Problem statement> Rewrite the Co.Ge. passage below, everything from "The cognitive domains" down to "during acute decompensation.", with "transdiagnostic" replaced by "cross-diagnostic".

Document segment>

The findings highlight the potential of Co.Ge. in advancing high-resolution digital cognitive assessment, in line with recent developments in computational and digital psychiatry, advocating the use of parameter-based individual profiling to support diagnostic and therapeutic decisions [
39,
40,
41,
42]. From a clinical perspective, these features could directly support both diagnosis and treatment planning. For example, fine-grained parameters derived from generative models may help distinguish early cognitive impairment from psychiatric conditions with overlapping symptoms (e.g., depression), identify patient-specific cognitive targets for rehabilitation, and monitor treatment response with higher sensitivity than conventional scores. This is especially relevant in light of the principle of equifinality, whereby similar observable outcomes (e.g., memory errors or slowed reaction times) may arise from distinct underlying mechanisms (e.g., neurodegenerative decline versus depression). Generative models are specifically designed to disentangle these mechanisms, allowing clinicians to better interpret what drives apparently similar test results [
43,
44,
45]. The richness of the behavioral data collected by Co.Ge. will enable the investigation of latent cognitive processes such as semantic drifts, attentional fluctuation, executive control, and decision-making dynamics [
46,
47,
48,
49,
50]. Furthermore, Co.Ge.’s modular architecture supports integration with electronic health records and external databases, making it a flexible tool for both clinical and research contexts. Key features include the ability to design customized cognitive batteries, apply demographic and clinical corrections, and monitor cognitive trajectories over time. This positions Co.Ge. as a promising platform for digital phenotyping and the development of personalized rehabilitation strategies [
39,
40,
41,
51,
52].
The cognitive domains assessed by Co.Ge.—including memory, attention, executive functions, language, and learning—are transdiagnostic and relevant across different brain disorders, including neurodegenerative (e.g., Alzheimer’s disease, Parkinson’s disease) and neurodevelopmental conditions (e.g., autism spectrum disorder, ADHD). At present, the platform has been tested primarily in clinically stable psychiatric populations, and its use is intended for patients whose condition is compatible with computer-based testing. Broader application to neurodegenerative and neurodevelopmental conditions is plausible but will require further validation studies and potential adaptations, especially for patients at advanced disease stages or during acute decompensation.
This study has limitations: (1) The sample size was relatively limited. Group-level patterns in reaction times and recall trajectories clearly emerged but may need to be confirmed in larger samples, i.e., with cognitive impairments or neurodegenerative conditions. (2) We did not carry out formal equivalence testing for reaction times. Future concurrent validation studies are needed. (3) Longitudinal design is needed to evaluate test–retest reliability and sensitivity to change. Other planned improvements to Co.Ge. include expanding its task library, integrating adaptive testing algorithms, providing multiple language interfaces (the current version is developed only in Italian), and enhancing data processing capabilities.

(Natural-language object grounding data)
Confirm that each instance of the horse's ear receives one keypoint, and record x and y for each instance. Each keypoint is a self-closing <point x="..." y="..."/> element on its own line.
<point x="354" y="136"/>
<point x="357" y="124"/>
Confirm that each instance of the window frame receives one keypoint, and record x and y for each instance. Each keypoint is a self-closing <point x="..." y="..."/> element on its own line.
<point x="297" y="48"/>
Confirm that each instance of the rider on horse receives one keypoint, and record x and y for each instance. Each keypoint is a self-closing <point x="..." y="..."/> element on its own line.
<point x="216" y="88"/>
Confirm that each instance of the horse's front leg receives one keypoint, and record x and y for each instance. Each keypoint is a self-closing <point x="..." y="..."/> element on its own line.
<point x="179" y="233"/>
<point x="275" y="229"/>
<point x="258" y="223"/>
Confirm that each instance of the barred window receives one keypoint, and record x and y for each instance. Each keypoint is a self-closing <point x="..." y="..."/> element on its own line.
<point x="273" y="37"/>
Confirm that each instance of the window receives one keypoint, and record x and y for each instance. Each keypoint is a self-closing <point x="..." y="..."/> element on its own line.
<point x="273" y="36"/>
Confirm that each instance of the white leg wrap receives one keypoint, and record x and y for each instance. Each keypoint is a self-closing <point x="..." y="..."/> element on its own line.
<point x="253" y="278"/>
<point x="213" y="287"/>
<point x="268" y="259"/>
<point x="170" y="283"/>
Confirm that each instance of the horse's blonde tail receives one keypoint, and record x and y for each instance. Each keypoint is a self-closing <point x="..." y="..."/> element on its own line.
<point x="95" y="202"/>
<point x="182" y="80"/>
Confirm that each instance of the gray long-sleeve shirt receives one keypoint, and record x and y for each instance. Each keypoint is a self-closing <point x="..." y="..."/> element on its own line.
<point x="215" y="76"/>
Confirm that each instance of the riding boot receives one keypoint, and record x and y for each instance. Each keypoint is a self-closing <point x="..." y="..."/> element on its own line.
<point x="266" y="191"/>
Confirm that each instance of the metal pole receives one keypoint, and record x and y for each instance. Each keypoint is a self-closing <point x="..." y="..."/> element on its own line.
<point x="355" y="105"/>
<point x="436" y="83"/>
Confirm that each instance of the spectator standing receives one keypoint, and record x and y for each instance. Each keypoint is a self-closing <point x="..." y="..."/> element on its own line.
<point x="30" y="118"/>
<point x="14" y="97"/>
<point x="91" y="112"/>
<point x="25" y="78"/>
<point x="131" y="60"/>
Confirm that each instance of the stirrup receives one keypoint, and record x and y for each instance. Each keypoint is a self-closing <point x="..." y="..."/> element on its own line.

Output for this task>
The cognitive domains assessed by Co.Ge.—including memory, attention, executive functions, language, and learning—are cross-diagnostic and relevant across different brain disorders, including neurodegenerative (e.g., Alzheimer’s disease, Parkinson’s disease) and neurodevelopmental conditions (e.g., autism spectrum disorder, ADHD). At present, the platform has been tested primarily in clinically stable psychiatric populations, and its use is intended for patients whose condition is compatible with computer-based testing. Broader application to neurodegenerative and neurodevelopmental conditions is plausible but will require further validation studies and potential adaptations, especially for patients at advanced disease stages or during acute decompensation.